Stored dataset items
----

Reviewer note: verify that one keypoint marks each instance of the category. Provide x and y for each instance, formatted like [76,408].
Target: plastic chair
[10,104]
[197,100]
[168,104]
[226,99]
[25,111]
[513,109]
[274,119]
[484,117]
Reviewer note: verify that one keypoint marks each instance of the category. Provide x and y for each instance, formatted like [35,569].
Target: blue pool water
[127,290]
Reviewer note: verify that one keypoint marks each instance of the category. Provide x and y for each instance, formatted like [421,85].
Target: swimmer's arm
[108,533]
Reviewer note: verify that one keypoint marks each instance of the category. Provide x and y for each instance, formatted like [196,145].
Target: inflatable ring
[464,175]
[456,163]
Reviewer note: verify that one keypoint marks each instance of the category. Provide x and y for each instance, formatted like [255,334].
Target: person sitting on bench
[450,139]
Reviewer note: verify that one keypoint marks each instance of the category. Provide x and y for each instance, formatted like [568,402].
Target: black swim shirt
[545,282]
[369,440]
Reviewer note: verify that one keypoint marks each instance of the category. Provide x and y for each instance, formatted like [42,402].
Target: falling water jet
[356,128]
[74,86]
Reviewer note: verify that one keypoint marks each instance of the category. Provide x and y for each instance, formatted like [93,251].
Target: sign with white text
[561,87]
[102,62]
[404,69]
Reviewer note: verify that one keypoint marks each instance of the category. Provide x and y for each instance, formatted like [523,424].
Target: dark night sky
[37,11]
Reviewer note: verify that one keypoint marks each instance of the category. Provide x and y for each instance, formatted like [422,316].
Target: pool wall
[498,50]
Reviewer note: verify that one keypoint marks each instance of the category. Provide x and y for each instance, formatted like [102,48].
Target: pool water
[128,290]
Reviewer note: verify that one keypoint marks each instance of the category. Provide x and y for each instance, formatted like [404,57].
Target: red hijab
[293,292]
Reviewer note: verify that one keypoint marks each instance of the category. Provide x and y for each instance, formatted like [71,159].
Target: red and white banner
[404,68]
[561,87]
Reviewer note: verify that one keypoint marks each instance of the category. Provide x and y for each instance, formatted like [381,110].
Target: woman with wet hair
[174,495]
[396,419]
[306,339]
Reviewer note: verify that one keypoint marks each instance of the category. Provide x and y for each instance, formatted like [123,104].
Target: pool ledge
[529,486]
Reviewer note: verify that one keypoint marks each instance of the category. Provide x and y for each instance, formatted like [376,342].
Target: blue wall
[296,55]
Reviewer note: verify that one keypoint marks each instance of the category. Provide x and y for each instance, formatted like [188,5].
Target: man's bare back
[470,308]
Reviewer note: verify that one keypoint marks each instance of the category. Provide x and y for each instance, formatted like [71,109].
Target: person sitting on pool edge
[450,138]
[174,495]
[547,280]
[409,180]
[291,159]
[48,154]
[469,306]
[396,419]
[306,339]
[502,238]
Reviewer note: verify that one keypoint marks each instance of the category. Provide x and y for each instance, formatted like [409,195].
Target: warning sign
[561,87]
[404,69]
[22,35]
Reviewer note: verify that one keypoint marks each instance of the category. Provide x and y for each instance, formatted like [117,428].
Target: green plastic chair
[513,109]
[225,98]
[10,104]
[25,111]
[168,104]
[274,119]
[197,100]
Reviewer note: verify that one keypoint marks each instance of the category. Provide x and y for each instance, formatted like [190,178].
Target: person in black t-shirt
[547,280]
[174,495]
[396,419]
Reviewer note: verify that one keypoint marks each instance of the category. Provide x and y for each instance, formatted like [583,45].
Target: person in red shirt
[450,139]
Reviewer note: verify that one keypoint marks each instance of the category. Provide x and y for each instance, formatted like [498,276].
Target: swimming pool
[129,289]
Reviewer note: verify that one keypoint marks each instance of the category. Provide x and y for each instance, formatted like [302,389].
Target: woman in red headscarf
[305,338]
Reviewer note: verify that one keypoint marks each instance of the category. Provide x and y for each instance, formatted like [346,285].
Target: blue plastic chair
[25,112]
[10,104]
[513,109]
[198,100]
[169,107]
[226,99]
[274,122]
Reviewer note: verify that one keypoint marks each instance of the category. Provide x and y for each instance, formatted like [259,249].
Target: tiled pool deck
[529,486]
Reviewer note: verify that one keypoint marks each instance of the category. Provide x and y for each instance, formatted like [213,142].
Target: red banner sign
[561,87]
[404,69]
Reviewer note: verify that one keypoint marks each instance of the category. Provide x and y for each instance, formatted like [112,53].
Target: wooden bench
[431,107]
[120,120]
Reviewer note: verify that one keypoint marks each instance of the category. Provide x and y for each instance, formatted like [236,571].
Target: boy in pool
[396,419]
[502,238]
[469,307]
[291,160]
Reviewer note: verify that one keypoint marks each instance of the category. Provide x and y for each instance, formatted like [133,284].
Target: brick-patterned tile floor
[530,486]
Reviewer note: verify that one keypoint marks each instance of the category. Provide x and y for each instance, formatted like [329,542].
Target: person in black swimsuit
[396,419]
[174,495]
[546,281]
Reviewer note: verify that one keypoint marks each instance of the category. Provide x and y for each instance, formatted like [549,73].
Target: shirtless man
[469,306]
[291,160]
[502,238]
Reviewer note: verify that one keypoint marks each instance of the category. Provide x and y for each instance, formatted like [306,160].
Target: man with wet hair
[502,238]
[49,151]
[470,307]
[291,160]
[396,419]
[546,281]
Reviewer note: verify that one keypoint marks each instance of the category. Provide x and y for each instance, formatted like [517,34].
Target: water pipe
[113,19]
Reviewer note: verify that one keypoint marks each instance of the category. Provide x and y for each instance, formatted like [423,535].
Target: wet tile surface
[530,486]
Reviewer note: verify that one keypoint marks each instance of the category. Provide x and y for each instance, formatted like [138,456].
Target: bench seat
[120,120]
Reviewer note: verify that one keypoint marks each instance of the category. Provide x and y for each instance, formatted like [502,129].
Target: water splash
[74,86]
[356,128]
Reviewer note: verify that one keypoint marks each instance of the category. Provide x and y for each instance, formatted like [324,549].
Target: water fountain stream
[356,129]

----

◆ To do
Rewrite all of the stored dataset items above with every instance of "keypoint" changed to "marker point", leaving everything else the same.

◆ Exercise result
Reviewer note: verify that one marker point marks each instance of the category. Provide x and y for each instance, formatted like [76,408].
Target: plastic chair
[10,104]
[197,100]
[168,104]
[226,99]
[25,111]
[513,109]
[274,119]
[484,117]
Reviewer note: verify that one marker point marks each instance of the category. Provide x and y for each instance, formatted like [35,569].
Target: blue pool water
[127,290]
Reviewer note: verify that one marker point marks each instance of the category. Provide x and y for each instance, formatted like [421,85].
Target: swimmer's arm
[108,533]
Reviewer note: verify that one marker point marks each instance of the category. Provide x and y for each instance, formatted like [196,145].
Target: inflatable ring
[464,175]
[456,163]
Reviewer note: verify that one marker point marks each instance of the category. Provide x and y for each instance, formatted like [255,334].
Target: person sitting on bench
[450,139]
Reviewer note: verify that one marker point marks each instance of the category. Provide x and y for each instance, formatted like [568,402].
Target: black swim shirt
[545,282]
[369,440]
Reviewer note: verify that one marker point marks each instance of the category. Provide x and y for each instance, formatted like [42,402].
Target: falling water jet
[356,128]
[74,86]
Reviewer note: verify that one marker point marks each instance of the category. Provide x and y for each instance, formatted like [93,251].
Target: sign with white text
[561,87]
[102,62]
[404,69]
Reviewer note: verify that one marker point marks each instance of the category. Provide x and y for each instance, formatted like [523,424].
Target: dark night sky
[37,11]
Reviewer note: verify that one marker point marks each instance of the category. Provide x and y for each instance, formatted like [422,316].
Target: pool wall
[498,50]
Reviewer note: verify that one marker point marks each instance of the category. Provide x and y for each instance, formatted like [102,48].
Target: pool water
[128,290]
Reviewer note: verify that one marker point marks each instance of the category. Provide x and y for each instance, formatted like [404,57].
Target: red hijab
[293,292]
Reviewer note: verify that one marker point marks each instance of the category. Provide x and y for each instance, formatted like [71,159].
Target: red and white banner
[404,68]
[561,87]
Reviewer note: verify that one marker point marks each instance of the category. Provide x and y for each instance, formatted like [381,110].
Target: woman with wet hair
[174,495]
[396,419]
[306,339]
Reviewer note: verify that one marker point marks each instance of the category. Provide x and y for each instance, formatted like [123,104].
Target: pool ledge
[529,486]
Reviewer note: verify that one marker point marks each instance of the category. Provide x and y for each instance, formatted like [376,342].
Target: blue wall
[296,55]
Reviewer note: verify that one marker point marks each instance of the category. Provide x and y for each instance, formatted like [188,5].
Target: man's bare back
[470,308]
Reviewer note: verify that one marker point marks each instance of the category. Provide x and y for each instance, formatted like [71,109].
Target: person sitting on pool edge
[450,138]
[174,495]
[547,280]
[409,180]
[291,159]
[48,154]
[469,306]
[396,419]
[306,339]
[502,238]
Reviewer note: verify that one marker point marks each instance of the category. Provide x and y for each instance, formatted like [409,195].
Target: warning sign
[561,87]
[404,69]
[22,35]
Reviewer note: verify that one marker point marks each instance of the category. Provide x and y for each instance, formatted like [117,428].
Target: green plastic chair
[513,109]
[225,98]
[10,104]
[25,111]
[168,104]
[274,119]
[197,100]
Reviewer note: verify that one marker point marks each instance of the category. Provide x and y for each instance, formatted like [190,178].
Target: person in black t-shirt
[547,280]
[174,495]
[396,419]
Reviewer note: verify that one marker point marks each instance of the category. Provide x and y for each instance, formatted like [583,45].
Target: person in red shirt
[450,139]
Reviewer note: verify that one marker point marks each instance of the category. Provide x and y for each instance, formatted like [498,276].
Target: swimming pool
[129,289]
Reviewer note: verify that one marker point marks each instance of the category. Provide x and y for each instance, formatted like [302,389].
Target: woman in red headscarf
[305,338]
Reviewer note: verify that one marker point marks each instance of the category. Provide x and y for each instance, formatted like [346,285].
Target: blue plastic chair
[25,112]
[10,104]
[513,109]
[198,100]
[169,107]
[226,99]
[274,122]
Reviewer note: verify that one marker point marks each instance of the category. Provide x and y for each instance, formatted like [259,249].
Target: tiled pool deck
[529,486]
Reviewer note: verify that one marker point marks each instance of the category. Provide x and y for each instance, formatted like [213,142].
Target: red banner sign
[561,87]
[404,69]
Reviewer note: verify that one marker point marks each instance of the category. Provide x and y for each instance, formatted like [112,53].
Target: wooden bench
[431,107]
[120,120]
Reviewer note: verify that one marker point marks each instance of the category. Provide x and y for each instance, formatted like [236,571].
Target: boy in pool
[396,419]
[502,238]
[469,307]
[291,160]
Reviewer note: verify that one marker point marks each instance of the category. Provide x and y for each instance, formatted like [133,284].
Target: brick-patterned tile floor
[530,486]
Reviewer note: verify that one marker point marks each instance of the category. Provide x and y for each instance, formatted like [329,542].
Target: person in black swimsuit
[396,419]
[174,495]
[546,281]
Reviewer note: verify that one marker point marks each instance of the category. Provide x and y for each instance, formatted like [549,73].
Target: shirtless man
[469,306]
[291,160]
[502,238]
Reviewer note: verify that one marker point marks each instance of the category. Provide x and y for each instance, formatted like [306,160].
Target: man with wet hair
[502,238]
[49,151]
[470,307]
[291,160]
[396,419]
[546,281]
Reviewer note: verify that one marker point marks each instance of the category. Provide x and y for each instance, formatted like [517,34].
Target: water pipe
[113,19]
Reviewer note: verify that one marker point marks each instance of the category. Provide x and y for each instance, formatted like [423,535].
Target: wet tile surface
[530,486]
Reviewer note: verify that one marker point marks each instance of the category. Provide x and y for each instance, formatted like [138,456].
Target: bench seat
[120,120]
Reviewer note: verify that one marker point marks each instance of the category. Provide x and y for each instance, formatted like [502,129].
Target: water splash
[74,86]
[356,128]
Reviewer note: verify that one marker point marks each instance of the category. Provide x and y for each instance, formatted like [324,549].
Target: water fountain stream
[356,129]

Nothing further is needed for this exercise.